Also, both $\mathrm{C_6} \mathrm{H_5} \mathrm{NHCH_3}$ and $\mathrm{C_6} \mathrm{H_5} \mathrm{NH_2}$ are less basic than $\left(\mathrm{C_2} \mathrm{H_5}\right)_{2} \mathrm{NH}$ and $\mathrm{C_2} \mathrm{H_5} \mathrm{NH_2}$ due to the delocalization of the lone pair in the former two. Further, among $\mathrm{C_6} \mathrm{H_5} \mathrm{NHCH_3}$ and $\mathrm{C_6} \mathrm{H_5} \mathrm{NH_2}$, the former will be more basic due to the $+\mathrm{T}$ effect of $-\mathrm{CH_3}$ group. Hence, the order of increasing basicity of the given compounds is as follows:
$\mathrm{C_6} \mathrm{H_5} \mathrm{NH_2}<\mathrm{C_6} \mathrm{H_5} \mathrm{NHCH_3}<\mathrm{C_2} \mathrm{H_5} \mathrm{NH_2}<\left(\mathrm{C_2} \mathrm{H_5}\right)_{2} \mathrm{NH}$
We know that the higher the basic strength, the lower is the $\mathrm{p} K_{b}$ values.
$\mathrm{C_6} \mathrm{H_5} \mathrm{NH_2}>\mathrm{C_6} \mathrm{H_5} \mathrm{NHCH_3}>\mathrm{C_2} \mathrm{H_5} \mathrm{NH_2}>\left(\mathrm{C_2} \mathrm{H_5}\right)_{2} \mathrm{NH}$
(ii) $\mathrm{C _6} \mathrm{H _5} \mathrm{~N}\left(\mathrm{CH _3}\right) _{2}$ is more basic than $\mathrm{C _6} \mathrm{H _5} \mathrm{NH _2}$ due to the presence of the $+\mathrm{I}$ effect of two $\mathrm{CH _3}$ groups in $\mathrm{C _6} \mathrm{H _5} \mathrm{~N}\left(\mathrm{CH _3}\right) _{2}$. Further, $\mathrm{CH _3} \mathrm{NH _2}$ contains one $-\mathrm{CH _3}$ group while $\left(\mathrm{C _2} \mathrm{H _5}\right) _{2} \mathrm{NH}$ contains two $-\mathrm{C _2} \mathrm{H _5}$ groups. Thus, $\left(\mathrm{C _2} \mathrm{H _5}\right) _{2} \mathrm{NH}$ is more basic than $\mathrm{C _2} \mathrm{H _5} \mathrm{NH _2}$.

▶ [Information shown]:
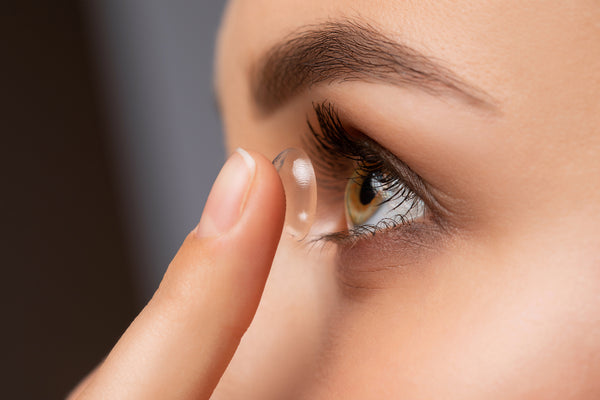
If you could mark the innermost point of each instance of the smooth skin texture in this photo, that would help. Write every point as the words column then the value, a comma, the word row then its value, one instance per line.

▶ [Tasks]:
(1) According to the passage on amine basicity, why are C6H5NHCH3 and C6H5NH2 less basic than (C2H5)2NH and C2H5NH2? Answer in one to three sentences.
(2) Continue the passage on amine basicity, starting after its final sentence.

▶ [Exercise responses]:
(1) C6H5NHCH3 and C6H5NH2 are less basic because the nitrogen's lone pair is delocalized in these two compounds. This does not happen in (C2H5)2NH or C2H5NH2.

(2)
Now, $\mathrm{C_6} \mathrm{H_5} \mathrm{~N}\left(\mathrm{CH_3}\right)_{2}$ is less basic than $\mathrm{CH_3} \mathrm{NH_2}$ because of the-R effect of $-\mathrm{C_6} \mathrm{H_5}$ group.
Hence, the increasing order of the basic strengths of the given compounds is as follows:
$\mathrm{C _6} \mathrm{H _5} \mathrm{NH _2}<\mathrm{C _6} \mathrm{H _5} \mathrm{~N}\left(\mathrm{CH _3}\right) _{2}<\mathrm{CH _3} \mathrm{ NH _2}<\left(\mathrm{C _2} \mathrm{ H _5}\right) _{2} \mathrm{NH}$
(iii) (a)
In $p$-toluidine, the presence of electron-donating $-\mathrm{CH_3}$ group increases the electron density on the $\mathrm{N}$-atom.
Thus, $p$-toluidine is more basic than aniline.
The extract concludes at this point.